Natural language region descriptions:
--------------------------------------------------
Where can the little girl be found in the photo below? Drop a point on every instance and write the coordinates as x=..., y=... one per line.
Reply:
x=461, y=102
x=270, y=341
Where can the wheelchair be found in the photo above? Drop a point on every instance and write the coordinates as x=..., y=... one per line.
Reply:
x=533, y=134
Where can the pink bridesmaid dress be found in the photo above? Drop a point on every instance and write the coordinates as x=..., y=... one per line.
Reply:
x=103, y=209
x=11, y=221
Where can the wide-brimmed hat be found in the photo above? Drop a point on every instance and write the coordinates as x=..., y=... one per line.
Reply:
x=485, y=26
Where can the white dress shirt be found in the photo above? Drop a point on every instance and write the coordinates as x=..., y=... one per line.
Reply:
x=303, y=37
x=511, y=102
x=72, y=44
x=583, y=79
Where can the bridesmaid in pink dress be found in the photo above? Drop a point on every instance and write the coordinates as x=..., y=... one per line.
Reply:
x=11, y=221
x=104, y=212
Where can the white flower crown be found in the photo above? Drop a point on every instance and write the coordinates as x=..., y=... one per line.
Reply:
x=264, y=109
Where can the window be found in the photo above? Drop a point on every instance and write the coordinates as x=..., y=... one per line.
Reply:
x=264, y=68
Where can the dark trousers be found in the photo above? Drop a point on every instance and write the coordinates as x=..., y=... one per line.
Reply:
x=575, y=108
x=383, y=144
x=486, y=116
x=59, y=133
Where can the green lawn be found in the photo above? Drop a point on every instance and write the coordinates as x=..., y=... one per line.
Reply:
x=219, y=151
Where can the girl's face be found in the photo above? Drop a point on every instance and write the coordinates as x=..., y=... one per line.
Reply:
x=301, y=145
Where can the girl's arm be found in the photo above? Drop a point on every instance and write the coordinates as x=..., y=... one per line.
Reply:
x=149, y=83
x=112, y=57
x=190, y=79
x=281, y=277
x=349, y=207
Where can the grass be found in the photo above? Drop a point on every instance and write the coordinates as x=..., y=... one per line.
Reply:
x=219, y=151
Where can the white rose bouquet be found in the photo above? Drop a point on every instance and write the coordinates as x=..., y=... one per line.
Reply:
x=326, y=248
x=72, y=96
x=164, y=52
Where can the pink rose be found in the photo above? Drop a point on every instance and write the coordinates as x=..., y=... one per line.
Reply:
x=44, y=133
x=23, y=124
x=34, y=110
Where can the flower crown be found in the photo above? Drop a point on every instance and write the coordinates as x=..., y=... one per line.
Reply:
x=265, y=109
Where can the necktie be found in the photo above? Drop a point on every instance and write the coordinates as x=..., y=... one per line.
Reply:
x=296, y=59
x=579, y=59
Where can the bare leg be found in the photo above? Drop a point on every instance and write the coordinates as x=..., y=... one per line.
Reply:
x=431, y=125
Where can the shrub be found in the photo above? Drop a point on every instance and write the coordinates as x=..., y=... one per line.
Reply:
--------------------------------------------------
Go over the data above and copy every line that has the word "girl" in it.

Solution:
Where can the little girl be found in the photo below? Drop a point on every instance and write the coordinates as x=..., y=... one per line.
Where can the girl's face be found in the photo above? Drop a point on every instance and write the coordinates as x=..., y=... one per line.
Where can the girl's arm be found in the photo above? Drop a point on every instance and write the coordinates as x=..., y=... one per line.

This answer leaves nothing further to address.